-- begin GIVEN RECORDS --

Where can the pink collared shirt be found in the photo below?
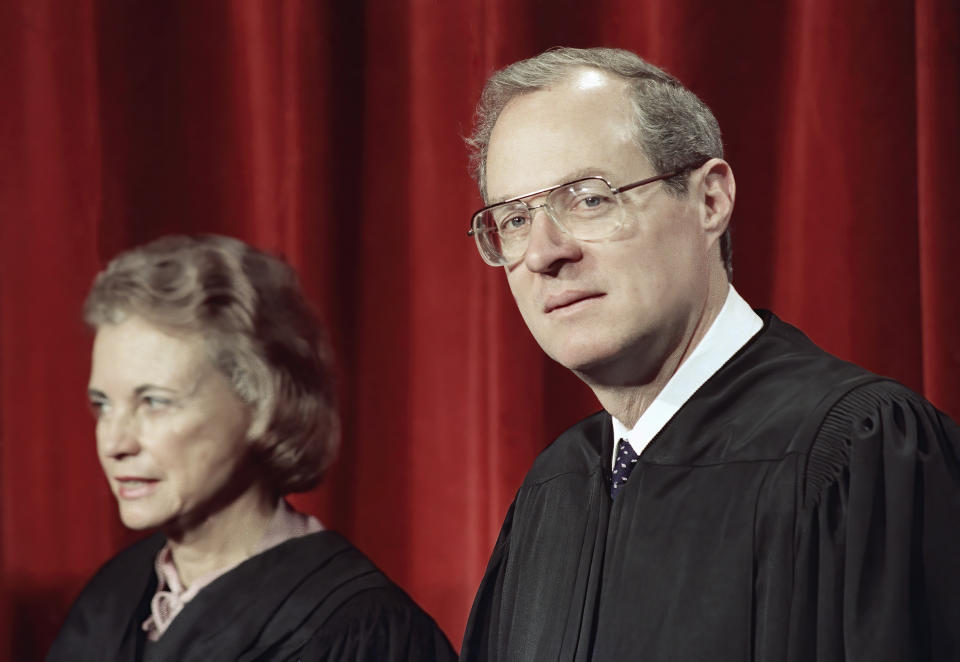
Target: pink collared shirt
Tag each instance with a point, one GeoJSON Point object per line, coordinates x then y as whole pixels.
{"type": "Point", "coordinates": [172, 595]}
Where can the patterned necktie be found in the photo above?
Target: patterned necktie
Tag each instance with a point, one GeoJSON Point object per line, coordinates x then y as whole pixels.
{"type": "Point", "coordinates": [624, 464]}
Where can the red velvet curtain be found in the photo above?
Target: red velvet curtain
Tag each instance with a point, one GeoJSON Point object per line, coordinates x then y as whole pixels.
{"type": "Point", "coordinates": [331, 132]}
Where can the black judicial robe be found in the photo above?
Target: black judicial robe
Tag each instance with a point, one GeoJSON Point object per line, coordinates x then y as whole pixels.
{"type": "Point", "coordinates": [795, 509]}
{"type": "Point", "coordinates": [310, 598]}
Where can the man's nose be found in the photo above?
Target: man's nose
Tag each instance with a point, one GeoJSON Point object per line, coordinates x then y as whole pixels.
{"type": "Point", "coordinates": [118, 435]}
{"type": "Point", "coordinates": [550, 246]}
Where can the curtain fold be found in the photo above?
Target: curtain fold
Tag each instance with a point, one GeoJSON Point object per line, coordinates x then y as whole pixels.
{"type": "Point", "coordinates": [331, 133]}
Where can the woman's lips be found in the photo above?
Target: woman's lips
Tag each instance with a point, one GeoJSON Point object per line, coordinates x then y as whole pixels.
{"type": "Point", "coordinates": [130, 487]}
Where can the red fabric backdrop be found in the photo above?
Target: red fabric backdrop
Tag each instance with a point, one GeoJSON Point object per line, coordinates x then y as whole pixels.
{"type": "Point", "coordinates": [331, 133]}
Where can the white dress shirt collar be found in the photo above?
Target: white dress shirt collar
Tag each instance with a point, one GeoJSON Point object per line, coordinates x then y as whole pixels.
{"type": "Point", "coordinates": [734, 326]}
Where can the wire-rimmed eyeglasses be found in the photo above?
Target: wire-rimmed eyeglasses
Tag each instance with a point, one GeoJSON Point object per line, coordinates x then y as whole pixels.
{"type": "Point", "coordinates": [588, 209]}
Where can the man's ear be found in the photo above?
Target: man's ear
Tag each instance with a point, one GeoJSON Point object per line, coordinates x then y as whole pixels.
{"type": "Point", "coordinates": [717, 191]}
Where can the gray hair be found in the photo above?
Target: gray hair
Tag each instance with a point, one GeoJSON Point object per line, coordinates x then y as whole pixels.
{"type": "Point", "coordinates": [259, 331]}
{"type": "Point", "coordinates": [673, 127]}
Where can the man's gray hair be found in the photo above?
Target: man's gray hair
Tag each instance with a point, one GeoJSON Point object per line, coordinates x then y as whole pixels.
{"type": "Point", "coordinates": [672, 126]}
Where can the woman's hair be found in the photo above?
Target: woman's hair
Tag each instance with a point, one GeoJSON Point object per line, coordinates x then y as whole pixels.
{"type": "Point", "coordinates": [260, 333]}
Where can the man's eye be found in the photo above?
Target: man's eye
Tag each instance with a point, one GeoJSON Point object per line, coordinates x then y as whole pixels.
{"type": "Point", "coordinates": [591, 202]}
{"type": "Point", "coordinates": [512, 223]}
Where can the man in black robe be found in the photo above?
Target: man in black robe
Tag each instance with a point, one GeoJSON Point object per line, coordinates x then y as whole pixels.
{"type": "Point", "coordinates": [743, 495]}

-- end GIVEN RECORDS --

TASK PROMPT
From the listing, extract all text exactly as given and drop any picture.

COMPLETE OUTPUT
Where can the pink collared shirt be found in the photo below?
Target: pink collared shirt
Tag each instance with a point, one GeoJSON Point object per line, coordinates x then y as whole pixels.
{"type": "Point", "coordinates": [172, 595]}
Where can the patterned necktie be found in the photo above?
Target: patterned necktie
Tag each instance with a point, one GeoJSON Point object per line, coordinates x then y as whole pixels.
{"type": "Point", "coordinates": [624, 464]}
Where can the red velvet curtain be found in the photo above?
Target: red velvet curtain
Tag each instance with a point, one GeoJSON Point object per line, coordinates x then y as whole pixels.
{"type": "Point", "coordinates": [331, 132]}
Where can the black judicial robe be found in the photo above?
Target: black judicial robe
Tag each instance with a point, one GeoJSON Point object per line, coordinates x then y as whole pixels.
{"type": "Point", "coordinates": [795, 509]}
{"type": "Point", "coordinates": [310, 598]}
Where can the man's nose be found in the photo above?
Target: man's nose
Tag each instance with a point, one GeoJSON Point object per line, coordinates x then y as whole pixels.
{"type": "Point", "coordinates": [118, 435]}
{"type": "Point", "coordinates": [550, 246]}
Where can the curtain fold be found in the photo above?
Target: curtain fold
Tag each instance with a point, one GeoJSON Point object per line, coordinates x then y as whole pixels.
{"type": "Point", "coordinates": [331, 133]}
Where can the woman's lips be found in the photo above?
Target: woman's lips
Tag each instance with a point, one GeoJSON Point object per line, coordinates x then y as whole pixels.
{"type": "Point", "coordinates": [130, 487]}
Where can the red fabric backdrop be found in the photo above?
Target: red fabric backdrop
Tag each instance with a point, one GeoJSON Point object per line, coordinates x then y as whole pixels.
{"type": "Point", "coordinates": [331, 133]}
Where can the white dress shirt collar be found in the photo above?
Target: white dress shirt collar
Tag each instance with a point, one GeoJSON Point object per line, coordinates x then y as whole pixels.
{"type": "Point", "coordinates": [734, 326]}
Where can the wire-rimmed eyeglasses be found in the photo above?
Target: wire-rimmed eyeglasses
Tag each instance with a point, one GeoJSON Point object per line, coordinates x then y as whole pixels.
{"type": "Point", "coordinates": [588, 209]}
Where can the man's ear be found in the photo above?
Target: man's ear
Tag each instance with a point, one GeoJSON Point object per line, coordinates x then y as whole pixels.
{"type": "Point", "coordinates": [717, 191]}
Where can the gray hair be found in the photo above?
Target: gray hair
Tag each instance with a point, one GeoJSON Point object per line, coordinates x then y as whole pixels.
{"type": "Point", "coordinates": [259, 331]}
{"type": "Point", "coordinates": [673, 127]}
Where can the man's gray hair be found in the photo above?
Target: man's gray hair
Tag each instance with a point, one GeoJSON Point object per line, coordinates x then y as whole pixels.
{"type": "Point", "coordinates": [672, 126]}
Where can the woman's hair be found in the photo above?
Target: woman's hair
Tag each instance with a point, one GeoJSON Point object per line, coordinates x then y as whole pixels.
{"type": "Point", "coordinates": [260, 333]}
Where can the man's eye be found in the photo above?
Target: man's eye
Tag each instance with a point, one GeoJSON Point object per line, coordinates x then y as whole pixels.
{"type": "Point", "coordinates": [591, 202]}
{"type": "Point", "coordinates": [512, 223]}
Where can the man in black robe be found in the photo above?
Target: man in black robe
Tag each instance with a point, one GeoJSON Point object per line, coordinates x then y as whole pixels.
{"type": "Point", "coordinates": [743, 495]}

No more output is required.